*** EXCERPT ***

Forum Moderators: Robert Charlton & goodroi
Does the google spider see this as the full url? like a regular user, which see that link as only 'Link Name', but the link itself
is shown with its full domain. as www.example.com/resource/linkname.html
Let me explain my question again.
What Im trying to figure out is if what Im doing has an affect on how google crawls into my html files, or is it basically the same as putting the full url inside my 'a href' tag?
[edited by: ciml at 10:21 am (utc) on May 10, 2005]
[edit reason] Examplified [/edit]
I use absolute URLs like: /folder/ and /folder/folder/file.html and http://www.domain.com/folder/ etc.
Always set up a 301 redirect from non-www to www so that Google is not confused as to what the site is actually called.
I didnt know people are having problems with that issue.
Can you please tell me what problems accure from using Relative links instead of absolute ones?
Also, you said "Google crawls it, but it will crawl the www and non-www loops of your site separately"
so what you mean is, every relative link I have,
like /marketting/index.html - Will be crawled for
domain.com/marketting/index.html & www.domain.com/marketting/index.html?
g1smd,
What is exactly the difference between using
/folder/folder/file.html to older/folder/file.html?
Arent they both considered relative?
Thank you again for your help and knowledge.
so what you mean is, every relative link I have,
like /marketting/index.html - Will be crawled for
domain.com/marketting/index.html & www.domain.com/marketting/index.html?
No, steveb is only confusing the issue. That would on;ly be the case if you haven't set your site up properly.
If you have two web sites serving the same data set up at [domain.dom...] and [domain.dom...] then that is a problem in itself and should be fixed using 301 redirects. Trying to fix it using absolute uris including the domain is a half-hearted fix at best and it won't work as well as a 301 redirect.

*** DATASET CONTENT ***

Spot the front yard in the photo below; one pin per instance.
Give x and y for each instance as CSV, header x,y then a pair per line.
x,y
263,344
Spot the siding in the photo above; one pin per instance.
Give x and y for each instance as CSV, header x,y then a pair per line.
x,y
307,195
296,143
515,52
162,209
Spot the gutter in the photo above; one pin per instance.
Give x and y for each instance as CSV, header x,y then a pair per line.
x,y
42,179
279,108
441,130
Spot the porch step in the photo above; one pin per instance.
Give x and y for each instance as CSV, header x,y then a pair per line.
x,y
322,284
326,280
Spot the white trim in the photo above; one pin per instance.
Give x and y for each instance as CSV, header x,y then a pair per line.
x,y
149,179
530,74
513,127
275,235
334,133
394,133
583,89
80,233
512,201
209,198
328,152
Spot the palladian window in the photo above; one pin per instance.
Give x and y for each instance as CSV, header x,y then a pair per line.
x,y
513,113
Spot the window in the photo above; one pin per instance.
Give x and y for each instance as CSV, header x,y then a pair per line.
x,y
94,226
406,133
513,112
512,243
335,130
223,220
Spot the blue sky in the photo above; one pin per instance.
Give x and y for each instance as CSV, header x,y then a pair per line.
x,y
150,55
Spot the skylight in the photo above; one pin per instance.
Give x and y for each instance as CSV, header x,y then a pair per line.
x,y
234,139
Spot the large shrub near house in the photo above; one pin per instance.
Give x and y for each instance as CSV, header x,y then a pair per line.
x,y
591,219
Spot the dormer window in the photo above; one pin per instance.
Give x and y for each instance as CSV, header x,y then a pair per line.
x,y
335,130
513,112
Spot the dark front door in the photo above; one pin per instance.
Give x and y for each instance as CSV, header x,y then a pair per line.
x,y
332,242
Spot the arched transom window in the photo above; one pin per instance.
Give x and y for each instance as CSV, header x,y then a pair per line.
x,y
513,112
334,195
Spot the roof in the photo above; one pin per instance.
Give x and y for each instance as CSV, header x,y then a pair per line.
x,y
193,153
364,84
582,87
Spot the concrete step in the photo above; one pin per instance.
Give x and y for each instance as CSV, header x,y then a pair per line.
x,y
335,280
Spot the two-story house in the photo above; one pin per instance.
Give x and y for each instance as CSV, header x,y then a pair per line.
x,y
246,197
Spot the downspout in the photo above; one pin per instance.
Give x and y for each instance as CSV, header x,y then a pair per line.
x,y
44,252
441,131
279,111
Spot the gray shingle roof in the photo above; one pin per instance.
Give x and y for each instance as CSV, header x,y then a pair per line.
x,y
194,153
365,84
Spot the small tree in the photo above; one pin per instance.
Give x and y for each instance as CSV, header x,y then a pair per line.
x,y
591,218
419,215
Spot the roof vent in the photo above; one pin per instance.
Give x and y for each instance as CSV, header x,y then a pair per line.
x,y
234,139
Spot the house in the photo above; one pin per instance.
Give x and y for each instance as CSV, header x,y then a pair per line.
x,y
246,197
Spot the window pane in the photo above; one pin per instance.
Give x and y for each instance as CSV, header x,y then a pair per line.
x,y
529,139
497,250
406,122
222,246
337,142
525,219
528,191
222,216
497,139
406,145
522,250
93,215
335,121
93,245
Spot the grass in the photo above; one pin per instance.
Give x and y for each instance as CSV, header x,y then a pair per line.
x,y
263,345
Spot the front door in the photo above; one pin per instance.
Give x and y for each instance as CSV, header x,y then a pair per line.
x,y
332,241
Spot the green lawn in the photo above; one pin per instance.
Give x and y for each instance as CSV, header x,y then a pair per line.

***

#### [INSTRUCTIONS]
(1) In the thread about relative and absolute links, what should be set up so that Google isn't confused about what the site is actually called?
(2) Carry on the thread about relative and absolute links from its last post.
The material comes from a different source than the thread about relative and absolute links.

#### [REPLIES]
(1) A 301 redirect from non-www to www.

(2)
If you were to start putting your whole domain name in every anchor on your site, then your page size will soon bloat up and your vistors will notice a slowdown.
folder/folder/file.html - is a relative URL from wherever you are now. It points to a file located two folders down the tree from "here". To get to that folder from another part of the site you would construct the link differently. If you moved a page that contained the link, then you would need to edit the link for it to still work.
/folder/folder/file.html - is a relative folder counting from the root - which sort of makes it absolute. You can use that link from any page of the site without worrying about where you are linking from. The link is not related to where you are now, it is absolute from the root. All links to that page from anywhere in the site will always be identical. If you move a page within the site, the link will still work without editing it.
Set up a 301 redirect from non-www to www so that all users, bots, and browsers are forced to use the www version of the URL for every page of the site.
Additionally, if you link to an index file within a folder, end the link with the folder name followed by a trailing / on the URL. Do not mention the index file filename at all. Let the server work out what it is called, find it, and serve it. You can then change from HTML to PHP at any time in the future, without having to change any of the links on the site. It will just carry on working, and ranking.
This is of course poor advice since obviously it isn't an either/or situation.
Relative URLs, without a 301, lead (sometimes but not always) to duplicate content problems, split pagerank, URL-only rotting of domain pages, and other problems. Even using a 301 you can still have problems because Google deals with URLs NOT pages. If you get a visitor via an external link to your non-www, since Google seems to only care about the link, then your relative links on that page may still be viewed as in the non-www loop. There is no downside to absolute links and plenty of major positives. If you feel like you have to use relative ones for whatever reason, protect yourself with the 301, the base tag, and self-link your main page with an absolute link to itself.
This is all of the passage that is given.